> [DOCUMENT SECTION]:
----------
Uses of Metnyle Tablet

Metnyle 1000mg Tablet is used in the treatment of type 2 diabetes.
uses

Side effects of Metnyle Tablet

Common

Nausea, Vomiting, Altered taste, Diarrhoea, Abdominal pain, Loss of appetite.

uses

How to use Metnyle Tablet

Take this medicine in the dose and duration as advised by your doctor. Swallow it as a whole. Do not chew, crush or break it. It is better to take Metnyle 1000mg Tablet with food.

How Metnyle Tablet works

Metnyle 1000mg tablet is an anti-diabetic medication. It lowers the production and absorption of glucose in your body and allows better use of existing insulin.

In Depth Information on Metnyle Tablet

Expert advice for Metnyle Tablet

  • Metformin is the medicine of choice to lower blood sugar levels.
----------
> [MATERIAL SHOWN]:
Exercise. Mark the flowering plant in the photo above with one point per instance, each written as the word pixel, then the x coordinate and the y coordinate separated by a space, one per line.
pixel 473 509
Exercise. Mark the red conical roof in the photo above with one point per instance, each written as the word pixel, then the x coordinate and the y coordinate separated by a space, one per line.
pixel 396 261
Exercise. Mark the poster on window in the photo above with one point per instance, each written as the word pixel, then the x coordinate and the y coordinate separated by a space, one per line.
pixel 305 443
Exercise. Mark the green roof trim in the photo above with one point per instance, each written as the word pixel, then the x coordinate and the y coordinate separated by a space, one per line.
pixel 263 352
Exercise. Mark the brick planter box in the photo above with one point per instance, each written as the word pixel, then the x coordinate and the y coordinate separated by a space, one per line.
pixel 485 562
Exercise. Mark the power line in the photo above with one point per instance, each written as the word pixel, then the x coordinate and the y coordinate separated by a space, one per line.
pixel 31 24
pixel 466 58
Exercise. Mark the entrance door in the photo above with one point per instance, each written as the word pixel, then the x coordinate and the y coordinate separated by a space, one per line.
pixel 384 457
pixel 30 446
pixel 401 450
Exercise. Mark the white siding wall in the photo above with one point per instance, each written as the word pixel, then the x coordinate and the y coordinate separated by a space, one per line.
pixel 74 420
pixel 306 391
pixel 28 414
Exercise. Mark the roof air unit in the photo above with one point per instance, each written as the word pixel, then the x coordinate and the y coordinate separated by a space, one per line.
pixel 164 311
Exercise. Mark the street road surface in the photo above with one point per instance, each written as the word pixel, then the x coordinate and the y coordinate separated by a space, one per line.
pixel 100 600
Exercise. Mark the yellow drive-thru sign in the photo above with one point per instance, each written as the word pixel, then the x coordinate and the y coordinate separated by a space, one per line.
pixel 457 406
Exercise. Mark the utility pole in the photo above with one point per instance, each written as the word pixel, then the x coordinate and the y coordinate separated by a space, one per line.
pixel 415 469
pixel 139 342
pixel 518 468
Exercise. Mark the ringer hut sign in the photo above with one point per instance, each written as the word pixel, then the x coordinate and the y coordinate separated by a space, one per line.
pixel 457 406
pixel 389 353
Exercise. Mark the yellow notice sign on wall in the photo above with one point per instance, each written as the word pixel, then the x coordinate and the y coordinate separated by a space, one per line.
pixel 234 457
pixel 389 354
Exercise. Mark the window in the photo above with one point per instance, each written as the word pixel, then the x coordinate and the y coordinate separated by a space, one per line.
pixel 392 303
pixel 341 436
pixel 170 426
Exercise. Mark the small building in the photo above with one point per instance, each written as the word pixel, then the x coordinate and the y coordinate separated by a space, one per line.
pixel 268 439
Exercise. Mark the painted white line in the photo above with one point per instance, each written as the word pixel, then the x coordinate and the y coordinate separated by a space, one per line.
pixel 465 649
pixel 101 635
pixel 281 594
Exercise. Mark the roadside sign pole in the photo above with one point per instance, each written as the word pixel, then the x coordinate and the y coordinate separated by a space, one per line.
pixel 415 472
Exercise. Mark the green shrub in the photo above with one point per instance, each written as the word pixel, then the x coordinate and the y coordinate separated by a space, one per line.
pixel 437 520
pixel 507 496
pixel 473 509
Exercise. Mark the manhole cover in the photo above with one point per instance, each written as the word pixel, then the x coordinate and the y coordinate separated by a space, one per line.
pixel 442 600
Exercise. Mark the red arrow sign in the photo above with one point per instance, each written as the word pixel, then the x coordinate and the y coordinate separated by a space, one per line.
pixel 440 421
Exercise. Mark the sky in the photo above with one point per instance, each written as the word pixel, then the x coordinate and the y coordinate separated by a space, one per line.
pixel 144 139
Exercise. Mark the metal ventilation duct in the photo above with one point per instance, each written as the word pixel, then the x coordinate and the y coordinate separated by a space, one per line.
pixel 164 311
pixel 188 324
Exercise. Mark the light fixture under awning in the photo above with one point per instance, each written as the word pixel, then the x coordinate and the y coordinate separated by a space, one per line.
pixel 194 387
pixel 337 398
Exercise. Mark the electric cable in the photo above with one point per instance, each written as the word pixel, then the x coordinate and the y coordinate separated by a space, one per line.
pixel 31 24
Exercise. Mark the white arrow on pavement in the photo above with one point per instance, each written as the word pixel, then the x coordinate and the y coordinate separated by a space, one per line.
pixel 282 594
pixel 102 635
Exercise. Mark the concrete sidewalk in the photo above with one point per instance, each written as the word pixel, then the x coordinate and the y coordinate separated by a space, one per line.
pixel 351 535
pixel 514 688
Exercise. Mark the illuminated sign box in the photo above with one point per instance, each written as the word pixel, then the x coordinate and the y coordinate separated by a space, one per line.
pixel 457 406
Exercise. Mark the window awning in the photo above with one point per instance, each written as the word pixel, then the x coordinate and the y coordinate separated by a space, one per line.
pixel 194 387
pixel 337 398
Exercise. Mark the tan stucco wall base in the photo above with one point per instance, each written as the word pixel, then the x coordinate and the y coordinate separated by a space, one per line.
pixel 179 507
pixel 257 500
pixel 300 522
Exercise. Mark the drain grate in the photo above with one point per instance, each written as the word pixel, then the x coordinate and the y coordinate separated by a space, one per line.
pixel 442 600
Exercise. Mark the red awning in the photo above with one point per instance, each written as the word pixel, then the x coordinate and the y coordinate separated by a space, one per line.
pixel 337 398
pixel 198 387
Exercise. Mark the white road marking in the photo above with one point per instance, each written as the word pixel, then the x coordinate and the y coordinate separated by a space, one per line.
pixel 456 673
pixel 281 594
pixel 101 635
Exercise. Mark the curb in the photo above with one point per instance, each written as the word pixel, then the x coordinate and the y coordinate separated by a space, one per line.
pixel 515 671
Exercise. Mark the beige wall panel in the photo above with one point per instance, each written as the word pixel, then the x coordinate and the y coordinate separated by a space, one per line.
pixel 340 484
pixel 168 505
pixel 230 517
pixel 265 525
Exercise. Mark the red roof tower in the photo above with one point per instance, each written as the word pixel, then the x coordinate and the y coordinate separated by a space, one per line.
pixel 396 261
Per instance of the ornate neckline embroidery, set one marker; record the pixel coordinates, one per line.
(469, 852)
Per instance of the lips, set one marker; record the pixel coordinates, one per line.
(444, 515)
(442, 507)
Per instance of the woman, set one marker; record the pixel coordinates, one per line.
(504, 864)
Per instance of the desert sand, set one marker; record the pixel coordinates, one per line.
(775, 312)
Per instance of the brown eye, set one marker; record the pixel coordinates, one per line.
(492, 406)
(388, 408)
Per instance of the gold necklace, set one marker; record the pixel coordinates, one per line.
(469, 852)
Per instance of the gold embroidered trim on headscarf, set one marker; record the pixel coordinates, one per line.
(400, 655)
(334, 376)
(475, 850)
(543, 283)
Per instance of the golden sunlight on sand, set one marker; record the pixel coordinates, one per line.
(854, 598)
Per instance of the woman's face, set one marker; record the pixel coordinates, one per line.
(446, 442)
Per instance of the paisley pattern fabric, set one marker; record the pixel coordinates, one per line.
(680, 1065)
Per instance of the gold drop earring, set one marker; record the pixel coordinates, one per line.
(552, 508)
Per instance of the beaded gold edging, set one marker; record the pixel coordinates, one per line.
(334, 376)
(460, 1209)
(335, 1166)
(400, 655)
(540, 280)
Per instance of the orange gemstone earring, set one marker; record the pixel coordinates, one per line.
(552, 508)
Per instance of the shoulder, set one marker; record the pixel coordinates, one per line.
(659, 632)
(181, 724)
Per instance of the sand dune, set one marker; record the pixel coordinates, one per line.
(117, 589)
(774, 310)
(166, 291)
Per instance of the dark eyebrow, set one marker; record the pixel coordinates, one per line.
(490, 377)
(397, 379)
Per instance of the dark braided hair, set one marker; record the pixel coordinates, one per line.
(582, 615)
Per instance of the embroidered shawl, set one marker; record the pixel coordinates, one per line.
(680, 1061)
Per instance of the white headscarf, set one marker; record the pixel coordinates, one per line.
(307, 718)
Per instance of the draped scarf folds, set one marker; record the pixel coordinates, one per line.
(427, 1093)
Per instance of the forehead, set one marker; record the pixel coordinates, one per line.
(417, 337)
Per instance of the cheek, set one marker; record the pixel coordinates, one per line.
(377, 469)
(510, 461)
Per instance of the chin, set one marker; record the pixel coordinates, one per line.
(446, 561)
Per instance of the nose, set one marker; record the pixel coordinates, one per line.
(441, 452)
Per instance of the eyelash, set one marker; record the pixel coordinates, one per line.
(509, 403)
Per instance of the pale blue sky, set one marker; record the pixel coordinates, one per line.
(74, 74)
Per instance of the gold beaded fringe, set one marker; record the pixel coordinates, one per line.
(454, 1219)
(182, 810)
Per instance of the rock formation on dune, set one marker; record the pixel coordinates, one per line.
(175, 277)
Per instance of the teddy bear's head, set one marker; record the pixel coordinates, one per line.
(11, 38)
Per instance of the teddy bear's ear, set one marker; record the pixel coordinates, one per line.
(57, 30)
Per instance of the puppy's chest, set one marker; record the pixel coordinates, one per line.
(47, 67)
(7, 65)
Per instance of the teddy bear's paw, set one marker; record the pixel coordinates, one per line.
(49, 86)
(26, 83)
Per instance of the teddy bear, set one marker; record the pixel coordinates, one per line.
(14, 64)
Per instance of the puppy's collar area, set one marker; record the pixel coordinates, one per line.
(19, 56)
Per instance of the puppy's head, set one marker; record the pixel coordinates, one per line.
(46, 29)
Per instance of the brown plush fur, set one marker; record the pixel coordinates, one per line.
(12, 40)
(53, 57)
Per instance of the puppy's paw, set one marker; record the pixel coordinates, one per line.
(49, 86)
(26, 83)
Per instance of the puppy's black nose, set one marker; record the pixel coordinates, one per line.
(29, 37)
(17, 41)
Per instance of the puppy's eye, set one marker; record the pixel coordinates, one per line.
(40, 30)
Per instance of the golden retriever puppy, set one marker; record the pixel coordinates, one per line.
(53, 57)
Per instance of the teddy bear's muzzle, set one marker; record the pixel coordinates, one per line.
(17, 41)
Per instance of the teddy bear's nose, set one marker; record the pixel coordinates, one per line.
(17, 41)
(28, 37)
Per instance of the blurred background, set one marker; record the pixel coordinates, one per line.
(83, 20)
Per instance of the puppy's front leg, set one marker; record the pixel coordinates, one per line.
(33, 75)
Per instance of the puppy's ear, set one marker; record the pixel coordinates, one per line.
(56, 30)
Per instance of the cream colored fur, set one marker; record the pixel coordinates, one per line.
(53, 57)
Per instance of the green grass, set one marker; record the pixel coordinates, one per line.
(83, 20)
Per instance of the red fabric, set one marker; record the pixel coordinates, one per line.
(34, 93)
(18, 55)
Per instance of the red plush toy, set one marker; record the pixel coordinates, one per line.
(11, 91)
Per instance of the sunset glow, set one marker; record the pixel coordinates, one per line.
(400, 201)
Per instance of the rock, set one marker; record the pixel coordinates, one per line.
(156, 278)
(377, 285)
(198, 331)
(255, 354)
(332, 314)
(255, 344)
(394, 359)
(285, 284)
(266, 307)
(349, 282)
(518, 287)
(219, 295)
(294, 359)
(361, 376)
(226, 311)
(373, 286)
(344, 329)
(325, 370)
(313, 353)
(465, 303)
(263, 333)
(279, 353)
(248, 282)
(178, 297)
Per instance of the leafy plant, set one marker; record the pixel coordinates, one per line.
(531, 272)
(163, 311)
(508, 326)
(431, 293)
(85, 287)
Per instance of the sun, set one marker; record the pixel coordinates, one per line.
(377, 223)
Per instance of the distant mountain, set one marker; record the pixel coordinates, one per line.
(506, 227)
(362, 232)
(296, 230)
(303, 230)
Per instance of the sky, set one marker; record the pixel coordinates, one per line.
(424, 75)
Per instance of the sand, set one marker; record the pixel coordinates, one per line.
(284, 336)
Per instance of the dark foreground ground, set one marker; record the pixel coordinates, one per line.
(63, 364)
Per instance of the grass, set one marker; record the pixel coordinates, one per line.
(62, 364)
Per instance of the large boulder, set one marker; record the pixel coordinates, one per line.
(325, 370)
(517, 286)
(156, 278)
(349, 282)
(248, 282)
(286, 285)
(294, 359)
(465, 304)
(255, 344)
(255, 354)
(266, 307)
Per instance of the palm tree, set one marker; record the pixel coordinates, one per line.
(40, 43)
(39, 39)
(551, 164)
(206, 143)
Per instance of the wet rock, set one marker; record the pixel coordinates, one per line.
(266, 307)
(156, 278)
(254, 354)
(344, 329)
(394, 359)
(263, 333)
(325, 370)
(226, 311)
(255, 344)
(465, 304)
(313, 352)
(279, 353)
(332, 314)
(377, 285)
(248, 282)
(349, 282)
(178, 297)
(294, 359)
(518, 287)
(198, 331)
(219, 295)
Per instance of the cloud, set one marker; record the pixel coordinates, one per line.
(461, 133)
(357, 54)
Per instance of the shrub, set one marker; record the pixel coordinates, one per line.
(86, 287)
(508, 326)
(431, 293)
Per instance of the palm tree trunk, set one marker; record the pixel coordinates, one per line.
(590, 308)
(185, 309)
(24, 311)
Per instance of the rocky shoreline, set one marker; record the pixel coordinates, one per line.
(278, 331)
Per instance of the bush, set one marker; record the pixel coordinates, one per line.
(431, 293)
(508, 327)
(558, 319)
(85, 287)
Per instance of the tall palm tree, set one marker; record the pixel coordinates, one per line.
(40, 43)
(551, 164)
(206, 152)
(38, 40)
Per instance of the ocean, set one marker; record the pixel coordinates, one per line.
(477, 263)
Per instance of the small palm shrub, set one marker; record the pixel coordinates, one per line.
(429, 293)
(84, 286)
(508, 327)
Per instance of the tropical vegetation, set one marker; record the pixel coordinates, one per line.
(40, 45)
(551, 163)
----------
> [WHAT THIS EXERCISE ASKS]:
a - What does the Metnyle Tablet information say about taking the tablet with food?
b - List every common side effect named in the Metnyle Tablet information.
c - Carry the Metnyle Tablet information forward from its last sentence, adding more expert advice.

> [RESPONSES PER TASK]:
a - It is better to take Metnyle 1000mg Tablet with food.

b - Nausea, Vomiting, Altered taste, Diarrhoea, Abdominal pain, Loss of appetite

c -
  • Chances of weight gain and low blood sugar are lesser as compared to other diabetes medicines.
  • An upset stomach with nausea and diarrhoea may occur in the first two weeks; take it with food to avoid an upset stomach.
  • Hypoglycemia (low blood sugar level) may occur when taken along with other antidiabetic medicines, alcohol or on delaying/skipping a meal. Carry a sugar source with you for immediate relief.
  • Notify your doctor if you have a kidney disease. Your doctor may adjust your dose.
  • Vitamin B12 deficiency and symptoms of anemia like fatigue, pale skin, shortness of breath or headache may occur. Notify your doctor if you experience any of these as you may require supplements.
  • You should continue to exercise regularly, eat a healthy diet, and take your other diabetes medicines along with Metformin.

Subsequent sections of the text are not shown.